Rupiah Lemas, Dolar AS Nyaman di Atas Rp 14.800

Jakarta, CNBC Indonesia - Nilai tukar rupiah terhadap dolar Amerika Serikat (AS) bergerak melemah di perdagangan pasar spot pagi ini. Investor resah karena pembukaan kembali aktivitas masyarakat setelah pembatasan sosial selama berbulan-bulan untuk meredam penyebaran virus corona (Coronavirus Disease-2019/Covid-19) ternyata tidak membuat ekonomi 'terbang' pada kuartal III-2020.
Pada Kamis (24/9/2020), US$ 1 dihargai Rp 14.780 kala pembukaan pasar spot. Sama persis dengan posisi penutupan perdagangan hari sebelumnya atau stagnan.
Namun tidak lama kemudian rupiah langsung masuk jalur merah. Pada pukul 09:03 WIB, US$ 1 setara dengan Rp 14.835 di mana rupiah melemah 0,37%.
Kemarin, rupiah menutup perdagangan pasar spot dengan pelemahan 0,2% di hadapan dolar AS. Setidaknya dolar AS belum sampai tembus level Rp 14.800.

[DATA HASIL EKSTRAKSI]:
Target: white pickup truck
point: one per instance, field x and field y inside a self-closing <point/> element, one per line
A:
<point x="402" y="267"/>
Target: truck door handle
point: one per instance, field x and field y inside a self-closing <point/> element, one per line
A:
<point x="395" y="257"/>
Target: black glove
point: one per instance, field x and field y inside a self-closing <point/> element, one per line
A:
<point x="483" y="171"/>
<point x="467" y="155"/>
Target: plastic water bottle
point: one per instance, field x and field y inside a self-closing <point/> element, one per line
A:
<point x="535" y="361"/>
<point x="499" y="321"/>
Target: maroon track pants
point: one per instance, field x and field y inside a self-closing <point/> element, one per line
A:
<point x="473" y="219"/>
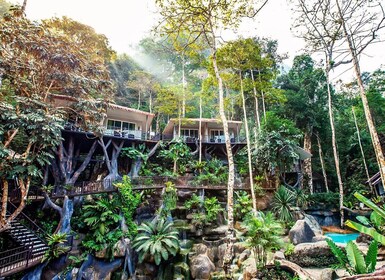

[SOAL LATIHAN]:
(a) Jawab pertanyaan berikut berdasarkan teks tentang rupiah.
(i) Berapa harga US$ 1 saat pembukaan pasar spot pada Kamis (24/9/2020)?
(ii) Pada pukul 09:03 WIB, rupiah melemah berapa persen?
(iii) Dengan pelemahan berapa persen rupiah menutup perdagangan pasar spot kemarin?
(b) Salin bagian teks tentang rupiah dari "Pada Kamis (24/9/2020), US$" sampai dengan "level Rp 14.800.".

[JAWABAN]:
(a)
(i) Rp 14.780
(ii) 0,37%
(iii) 0,2%

(b)
Pada Kamis (24/9/2020), US$ 1 dihargai Rp 14.780 kala pembukaan pasar spot. Sama persis dengan posisi penutupan perdagangan hari sebelumnya atau stagnan.
Namun tidak lama kemudian rupiah langsung masuk jalur merah. Pada pukul 09:03 WIB, US$ 1 setara dengan Rp 14.835 di mana rupiah melemah 0,37%.
Kemarin, rupiah menutup perdagangan pasar spot dengan pelemahan 0,2% di hadapan dolar AS. Setidaknya dolar AS belum sampai tembus level Rp 14.800.